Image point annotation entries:
** start **
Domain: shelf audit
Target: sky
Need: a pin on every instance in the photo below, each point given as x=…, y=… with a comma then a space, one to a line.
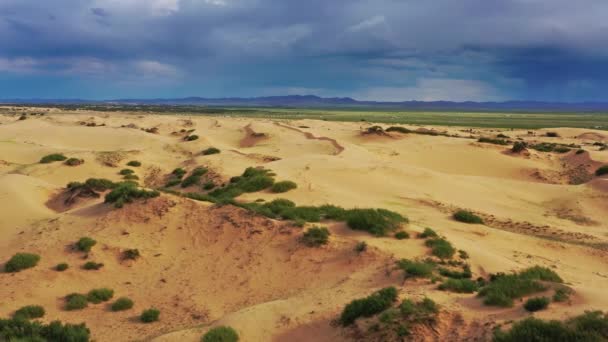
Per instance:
x=383, y=50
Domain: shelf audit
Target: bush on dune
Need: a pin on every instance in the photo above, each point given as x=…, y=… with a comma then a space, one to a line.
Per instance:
x=467, y=217
x=590, y=326
x=29, y=312
x=52, y=158
x=368, y=306
x=316, y=236
x=21, y=261
x=283, y=186
x=221, y=334
x=127, y=192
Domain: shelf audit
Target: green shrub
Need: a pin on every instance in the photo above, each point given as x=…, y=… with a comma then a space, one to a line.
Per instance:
x=536, y=304
x=74, y=162
x=416, y=269
x=61, y=267
x=125, y=172
x=402, y=235
x=283, y=186
x=375, y=221
x=503, y=288
x=562, y=294
x=441, y=248
x=97, y=296
x=179, y=172
x=368, y=306
x=398, y=129
x=52, y=158
x=467, y=217
x=211, y=150
x=127, y=192
x=76, y=301
x=493, y=141
x=361, y=247
x=459, y=285
x=131, y=177
x=519, y=146
x=428, y=233
x=603, y=170
x=316, y=236
x=131, y=254
x=29, y=312
x=150, y=315
x=590, y=326
x=21, y=261
x=18, y=329
x=221, y=334
x=121, y=304
x=85, y=244
x=91, y=265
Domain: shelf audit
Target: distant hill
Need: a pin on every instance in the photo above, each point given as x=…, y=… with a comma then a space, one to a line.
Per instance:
x=311, y=101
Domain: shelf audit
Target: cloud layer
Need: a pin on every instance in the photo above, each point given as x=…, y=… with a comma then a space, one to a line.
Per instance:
x=382, y=49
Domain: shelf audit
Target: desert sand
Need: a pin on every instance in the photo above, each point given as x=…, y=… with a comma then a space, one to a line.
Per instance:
x=204, y=265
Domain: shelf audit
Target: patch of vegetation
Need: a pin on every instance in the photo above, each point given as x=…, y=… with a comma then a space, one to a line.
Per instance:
x=398, y=129
x=29, y=312
x=423, y=311
x=590, y=326
x=194, y=178
x=459, y=285
x=494, y=141
x=52, y=158
x=536, y=304
x=18, y=329
x=368, y=306
x=467, y=217
x=428, y=233
x=74, y=161
x=316, y=236
x=76, y=301
x=361, y=247
x=283, y=186
x=504, y=288
x=131, y=254
x=150, y=315
x=127, y=192
x=519, y=146
x=416, y=269
x=375, y=221
x=85, y=244
x=92, y=266
x=602, y=170
x=122, y=304
x=562, y=294
x=209, y=185
x=441, y=248
x=97, y=296
x=221, y=334
x=21, y=261
x=61, y=267
x=402, y=235
x=210, y=151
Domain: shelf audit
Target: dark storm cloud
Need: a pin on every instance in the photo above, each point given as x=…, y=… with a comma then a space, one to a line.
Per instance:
x=499, y=49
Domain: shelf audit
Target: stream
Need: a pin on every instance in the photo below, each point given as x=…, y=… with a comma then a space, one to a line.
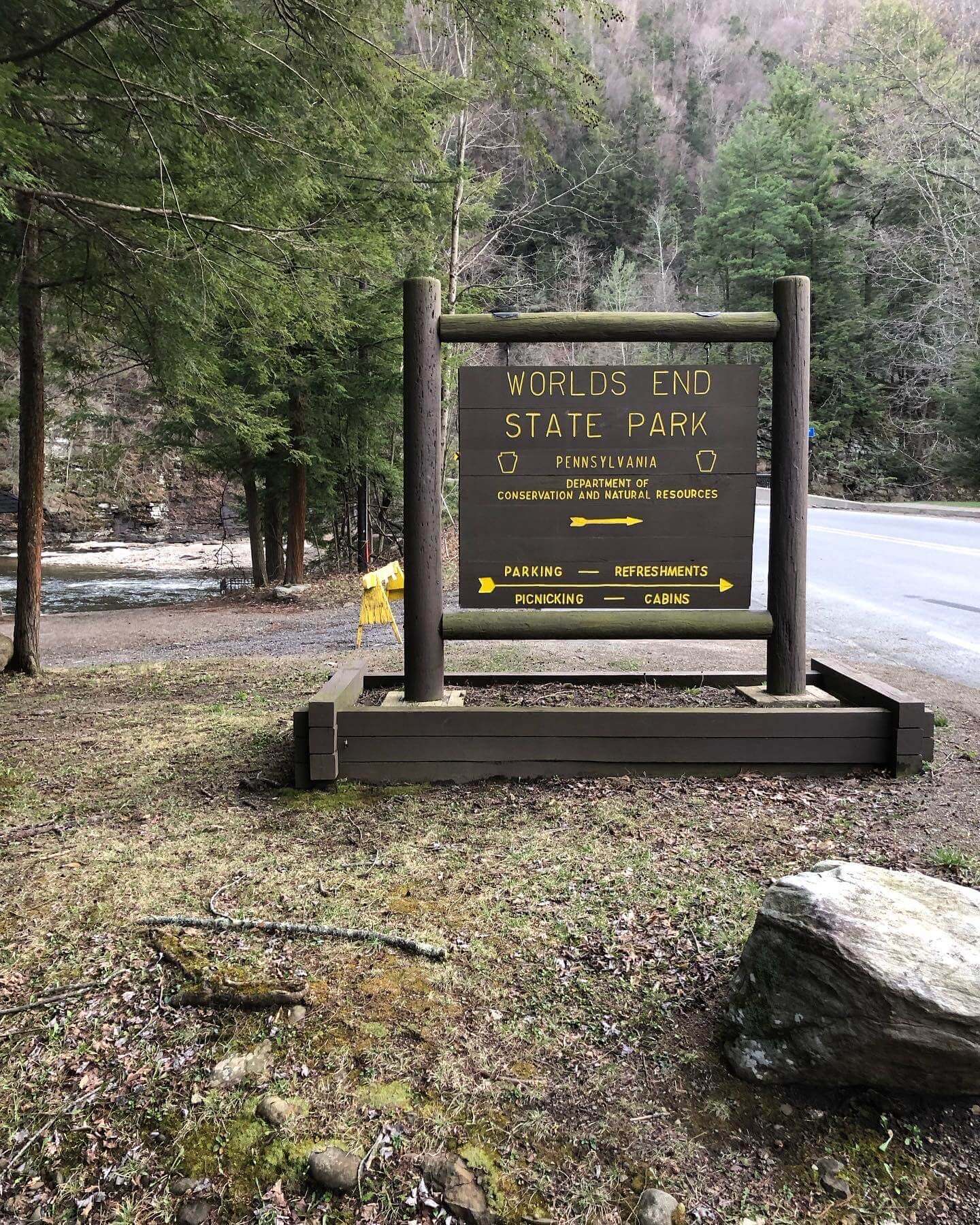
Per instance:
x=93, y=588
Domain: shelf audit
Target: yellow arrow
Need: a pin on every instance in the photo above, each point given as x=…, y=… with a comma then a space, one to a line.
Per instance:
x=489, y=585
x=578, y=522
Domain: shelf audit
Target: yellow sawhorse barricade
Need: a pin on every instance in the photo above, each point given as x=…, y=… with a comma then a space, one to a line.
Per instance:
x=380, y=587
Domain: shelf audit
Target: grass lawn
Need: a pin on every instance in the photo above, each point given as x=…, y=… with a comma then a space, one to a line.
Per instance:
x=568, y=1047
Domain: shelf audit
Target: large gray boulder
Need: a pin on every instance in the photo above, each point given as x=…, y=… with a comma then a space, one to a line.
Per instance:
x=860, y=975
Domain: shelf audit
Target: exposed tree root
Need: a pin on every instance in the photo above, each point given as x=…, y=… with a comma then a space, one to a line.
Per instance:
x=298, y=929
x=210, y=987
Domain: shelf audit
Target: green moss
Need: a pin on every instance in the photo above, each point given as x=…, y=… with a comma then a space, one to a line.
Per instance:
x=387, y=1096
x=243, y=1157
x=344, y=796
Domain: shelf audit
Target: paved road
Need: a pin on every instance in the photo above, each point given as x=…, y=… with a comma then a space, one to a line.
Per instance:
x=894, y=588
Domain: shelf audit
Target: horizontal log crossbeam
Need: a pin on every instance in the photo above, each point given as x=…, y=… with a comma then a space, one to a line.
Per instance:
x=516, y=327
x=516, y=624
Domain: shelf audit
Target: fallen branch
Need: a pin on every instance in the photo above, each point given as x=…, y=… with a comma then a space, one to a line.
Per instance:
x=52, y=1120
x=26, y=832
x=404, y=943
x=233, y=989
x=59, y=995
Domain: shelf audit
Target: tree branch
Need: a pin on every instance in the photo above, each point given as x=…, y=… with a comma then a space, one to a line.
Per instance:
x=165, y=214
x=297, y=929
x=32, y=53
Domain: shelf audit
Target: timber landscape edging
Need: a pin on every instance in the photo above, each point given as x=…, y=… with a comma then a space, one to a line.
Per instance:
x=875, y=727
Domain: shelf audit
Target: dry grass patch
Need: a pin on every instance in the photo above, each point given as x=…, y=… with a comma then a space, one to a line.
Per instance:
x=568, y=1047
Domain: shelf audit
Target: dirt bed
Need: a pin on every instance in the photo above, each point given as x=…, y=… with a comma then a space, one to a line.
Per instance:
x=626, y=695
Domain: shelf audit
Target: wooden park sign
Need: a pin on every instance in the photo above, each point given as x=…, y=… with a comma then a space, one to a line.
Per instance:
x=606, y=487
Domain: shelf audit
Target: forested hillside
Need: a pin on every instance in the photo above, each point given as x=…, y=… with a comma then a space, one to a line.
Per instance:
x=216, y=214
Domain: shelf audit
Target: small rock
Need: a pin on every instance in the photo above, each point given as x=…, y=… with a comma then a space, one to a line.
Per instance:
x=280, y=1111
x=658, y=1208
x=335, y=1170
x=251, y=1067
x=828, y=1170
x=194, y=1212
x=453, y=1181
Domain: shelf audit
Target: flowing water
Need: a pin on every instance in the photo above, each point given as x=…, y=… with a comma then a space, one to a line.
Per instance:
x=92, y=588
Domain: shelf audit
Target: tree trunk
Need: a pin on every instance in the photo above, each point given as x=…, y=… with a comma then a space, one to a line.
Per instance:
x=462, y=140
x=274, y=527
x=31, y=478
x=297, y=523
x=254, y=514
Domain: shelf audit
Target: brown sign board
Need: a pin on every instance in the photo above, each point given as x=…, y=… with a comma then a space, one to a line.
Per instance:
x=606, y=487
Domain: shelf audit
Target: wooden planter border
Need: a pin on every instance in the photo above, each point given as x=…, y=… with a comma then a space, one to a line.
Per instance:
x=335, y=738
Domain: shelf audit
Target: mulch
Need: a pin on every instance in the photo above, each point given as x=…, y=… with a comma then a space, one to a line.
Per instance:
x=644, y=693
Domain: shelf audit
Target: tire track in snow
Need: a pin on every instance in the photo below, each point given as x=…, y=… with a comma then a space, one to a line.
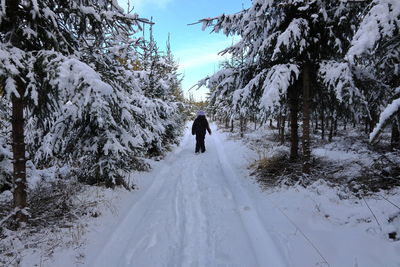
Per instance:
x=194, y=234
x=265, y=250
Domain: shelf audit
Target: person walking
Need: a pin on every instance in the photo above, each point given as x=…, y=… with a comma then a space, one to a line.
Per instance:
x=199, y=128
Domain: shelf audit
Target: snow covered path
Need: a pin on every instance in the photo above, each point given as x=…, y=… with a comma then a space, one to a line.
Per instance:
x=195, y=213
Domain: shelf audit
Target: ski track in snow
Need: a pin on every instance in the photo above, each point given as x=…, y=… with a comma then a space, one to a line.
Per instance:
x=195, y=213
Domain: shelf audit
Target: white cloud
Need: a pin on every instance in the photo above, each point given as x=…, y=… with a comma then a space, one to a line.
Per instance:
x=142, y=4
x=199, y=60
x=200, y=55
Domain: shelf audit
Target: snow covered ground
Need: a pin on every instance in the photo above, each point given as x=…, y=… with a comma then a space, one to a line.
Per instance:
x=204, y=210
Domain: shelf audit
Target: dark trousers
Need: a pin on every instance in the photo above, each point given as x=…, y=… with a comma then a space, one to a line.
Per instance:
x=200, y=143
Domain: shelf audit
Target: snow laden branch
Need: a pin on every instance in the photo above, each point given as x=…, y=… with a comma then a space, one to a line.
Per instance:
x=381, y=22
x=386, y=116
x=277, y=81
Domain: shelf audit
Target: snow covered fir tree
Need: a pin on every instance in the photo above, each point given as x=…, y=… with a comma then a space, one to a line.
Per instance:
x=97, y=160
x=80, y=91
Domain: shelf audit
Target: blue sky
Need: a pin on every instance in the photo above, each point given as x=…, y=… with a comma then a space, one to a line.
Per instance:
x=196, y=51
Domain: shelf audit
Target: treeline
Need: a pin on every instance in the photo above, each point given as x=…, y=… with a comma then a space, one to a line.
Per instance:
x=319, y=62
x=81, y=89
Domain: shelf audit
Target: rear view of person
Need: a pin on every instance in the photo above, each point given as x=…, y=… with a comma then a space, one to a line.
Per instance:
x=199, y=128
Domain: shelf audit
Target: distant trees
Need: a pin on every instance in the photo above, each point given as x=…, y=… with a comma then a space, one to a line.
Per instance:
x=317, y=57
x=72, y=91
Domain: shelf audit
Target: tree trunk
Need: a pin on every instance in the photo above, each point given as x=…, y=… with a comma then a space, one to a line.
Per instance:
x=293, y=98
x=306, y=119
x=395, y=138
x=331, y=126
x=19, y=161
x=322, y=125
x=282, y=126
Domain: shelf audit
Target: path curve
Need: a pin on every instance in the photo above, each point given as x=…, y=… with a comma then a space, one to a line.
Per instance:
x=195, y=213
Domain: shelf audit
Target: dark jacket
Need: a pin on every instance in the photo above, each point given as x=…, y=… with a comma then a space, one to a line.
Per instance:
x=200, y=126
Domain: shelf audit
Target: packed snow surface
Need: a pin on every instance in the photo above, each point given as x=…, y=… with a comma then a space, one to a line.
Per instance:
x=204, y=210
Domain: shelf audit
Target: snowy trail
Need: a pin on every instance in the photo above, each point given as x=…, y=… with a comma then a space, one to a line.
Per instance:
x=195, y=213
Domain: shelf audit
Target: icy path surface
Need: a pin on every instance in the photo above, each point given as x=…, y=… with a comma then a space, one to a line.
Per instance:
x=195, y=213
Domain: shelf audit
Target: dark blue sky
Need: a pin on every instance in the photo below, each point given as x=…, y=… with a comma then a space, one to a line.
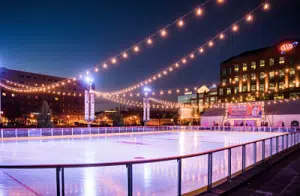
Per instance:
x=63, y=38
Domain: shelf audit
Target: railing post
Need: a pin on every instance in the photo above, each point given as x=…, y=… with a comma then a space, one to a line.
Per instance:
x=62, y=181
x=271, y=147
x=229, y=164
x=254, y=153
x=129, y=179
x=179, y=164
x=209, y=173
x=263, y=146
x=243, y=158
x=57, y=181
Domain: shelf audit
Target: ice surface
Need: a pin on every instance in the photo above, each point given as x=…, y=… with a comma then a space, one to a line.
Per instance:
x=148, y=179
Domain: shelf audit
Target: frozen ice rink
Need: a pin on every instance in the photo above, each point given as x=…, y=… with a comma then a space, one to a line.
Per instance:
x=148, y=179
** end **
Task goal: Reproduce the items from the very first one through the line containing "x=311, y=101", changing every "shelf audit" to "retail inventory" and keeping all else unchanged. Leave the pictures out of the answer.

Full answer:
Domain: retail inventory
Target: sky
Need: a pin on every instance in the photo below, each point given as x=…, y=… with a comma then a space, one to a line.
Per instance:
x=383, y=50
Domain: retail inventory
Target: bush on dune
Need: a pin on every instance in the photo above, each point given as x=…, y=… with a comma then a space, one to a line.
Per instance:
x=467, y=217
x=590, y=326
x=29, y=312
x=52, y=158
x=368, y=306
x=316, y=236
x=21, y=261
x=283, y=186
x=221, y=334
x=127, y=192
Domain: retail inventory
Target: green shrub
Need: a pin on every instance in the photo above, each point given as x=…, y=… with a comma then a space, one to a line.
Per instance:
x=536, y=304
x=74, y=162
x=416, y=269
x=61, y=267
x=125, y=172
x=402, y=235
x=283, y=186
x=375, y=221
x=503, y=288
x=562, y=294
x=441, y=248
x=97, y=296
x=179, y=172
x=368, y=306
x=398, y=129
x=52, y=158
x=467, y=217
x=211, y=150
x=127, y=192
x=76, y=301
x=493, y=141
x=361, y=247
x=459, y=285
x=131, y=177
x=519, y=146
x=428, y=233
x=603, y=170
x=316, y=236
x=131, y=254
x=29, y=312
x=150, y=315
x=590, y=326
x=21, y=261
x=18, y=329
x=221, y=334
x=121, y=304
x=85, y=244
x=91, y=265
Domain: retail inventory
Target: distant hill
Need: a pin on every instance in the photo above, each point given as x=…, y=… with a comma then a space, one to a line.
Per instance:
x=311, y=101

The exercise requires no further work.